PASSAGE FOR REVIEW:
No judgement from me in this case. Sometimes a person has to do the best they can in the circumstances, and it certainly looks as if you researched before proceeding. I just wanted clarity for future readers, many of whom wouldn't give the options as much thought as you did.

Oragel (oral anesthetic gel for human use, available in drug stores) generously applied ventrally is acceptable. In the absence of even that, blunt force trauma to the brain, followed by decapitation, is acceptable (this is how I euthanize lizards and snakes).


----------



## Kmc (Jul 26, 2019)

Its only natural to lean toward a distal approach but well executed manual euthanasia is the best. Better than co2. 

The oral gel way with small frogs seems good, tho ive not done.

I think Ed mentioned something along similiar lines to what i broached. I have been in positions where i was uneasy with contexts wayward potentiality, with dosage specifics with one on one exceptions a given. Esp with someone elses animal.


----------



## Kmc (Jul 26, 2019)

Mostly because of ppl potentially being petty and crazy and not following directions! Can you dig it?😅


----------



## Kmc (Jul 26, 2019)

I think technology has fallen short re phone science. There should be different fonts freindlyish softly roundish ones to provide emotive subtext and others too. Sensitized fonts.

On a tangential note i recently recieved my fresh Repashy supps order, and this post has further enhanced my trust in its viability.

Excellent work to be sure.


----------



## Jim Bob Jones (Jan 20, 2021)

When I found one of my Garden frogs mauled by my cat I used a trowel to the spine and it seemed nice and quick. The cat swifty found herself thrown into the pond and she never touched one or let me catch her doing it since.


----------



## EricLo26 (Jan 9, 2021)

Sounds like what Dendrozone did to a group of his P. Terribilis a while back. But instead of drops on their back, he did baths of vitamin water.


----------



## Kribensis (Jan 14, 2021)

EricLo26 said:


> Sounds like what Dendrozone did to a group of his P. Terribilis a while back. But instead of drops on their back, he did baths of vitamin water.


I remember watching that. That seemed to have good results as well.


----------



## Louis (Apr 23, 2014)

EricLo26 said:


> Sounds like what Dendrozone did to a group of his P. Terribilis a while back. But instead of drops on their back, he did baths of vitamin water.


Do you know what kind of vitamin water he used? or have link to wherever this played out?


----------



## EricLo26 (Jan 9, 2021)

Louis said:


> Do you know what kind of vitamin water he used? or have link to wherever this played out?


Yeah, in the video he used some Repashy Vit. A and Calcium plus. Here's the YouTube link: 



Time stamp: 2:00


----------



## Kmc (Jul 26, 2019)

If some clean smooth pebbles or even a piece of romaine was put in the container, it would encourage them to relax in the soak more.

It would also help to keep them separate while they soak, they would be calmer. Reducing the incite/fight/stress against a soak finesses its therapeutic value. Better coverage, absorption, duration. The romaine is like moss or leaves for soaks only it keeps the solution clear, ie; doesnt add anything.


----------

INSTRUCTIONS TO FOLLOW: Rewrite the forum thread on frog euthanasia from "No judgement from" to "Better than co2.", replacing "acceptable" with "permissible".

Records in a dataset
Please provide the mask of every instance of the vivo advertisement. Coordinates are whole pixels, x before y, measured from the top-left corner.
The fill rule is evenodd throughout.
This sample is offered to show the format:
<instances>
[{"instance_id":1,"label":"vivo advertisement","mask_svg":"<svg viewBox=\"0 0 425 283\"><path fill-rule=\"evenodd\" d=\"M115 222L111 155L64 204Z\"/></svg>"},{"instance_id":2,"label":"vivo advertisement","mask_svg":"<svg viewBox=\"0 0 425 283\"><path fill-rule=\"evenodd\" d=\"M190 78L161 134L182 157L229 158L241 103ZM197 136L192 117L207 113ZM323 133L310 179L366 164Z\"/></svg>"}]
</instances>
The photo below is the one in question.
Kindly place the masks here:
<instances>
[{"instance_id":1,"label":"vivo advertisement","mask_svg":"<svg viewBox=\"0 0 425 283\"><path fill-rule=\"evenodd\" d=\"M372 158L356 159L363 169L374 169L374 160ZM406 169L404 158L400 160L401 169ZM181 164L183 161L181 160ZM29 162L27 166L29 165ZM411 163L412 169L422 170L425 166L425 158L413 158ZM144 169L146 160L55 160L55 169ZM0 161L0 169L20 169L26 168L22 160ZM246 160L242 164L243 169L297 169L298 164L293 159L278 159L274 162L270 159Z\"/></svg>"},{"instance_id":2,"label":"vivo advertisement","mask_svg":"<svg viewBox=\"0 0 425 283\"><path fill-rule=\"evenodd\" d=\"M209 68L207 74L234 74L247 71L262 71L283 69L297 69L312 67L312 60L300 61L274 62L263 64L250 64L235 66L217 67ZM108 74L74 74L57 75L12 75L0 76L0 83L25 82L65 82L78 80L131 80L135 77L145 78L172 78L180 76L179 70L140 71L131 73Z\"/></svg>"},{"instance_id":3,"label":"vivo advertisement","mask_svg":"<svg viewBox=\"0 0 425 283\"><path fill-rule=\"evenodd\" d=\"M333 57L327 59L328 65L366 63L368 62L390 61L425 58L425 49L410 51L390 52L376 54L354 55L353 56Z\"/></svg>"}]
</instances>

EXPECTED ANSWER:
No judgement from me in this case. Sometimes a person has to do the best they can in the circumstances, and it certainly looks as if you researched before proceeding. I just wanted clarity for future readers, many of whom wouldn't give the options as much thought as you did.

Oragel (oral anesthetic gel for human use, available in drug stores) generously applied ventrally is permissible. In the absence of even that, blunt force trauma to the brain, followed by decapitation, is permissible (this is how I euthanize lizards and snakes).


----------



## Kmc (Jul 26, 2019)

Its only natural to lean toward a distal approach but well executed manual euthanasia is the best. Better than co2.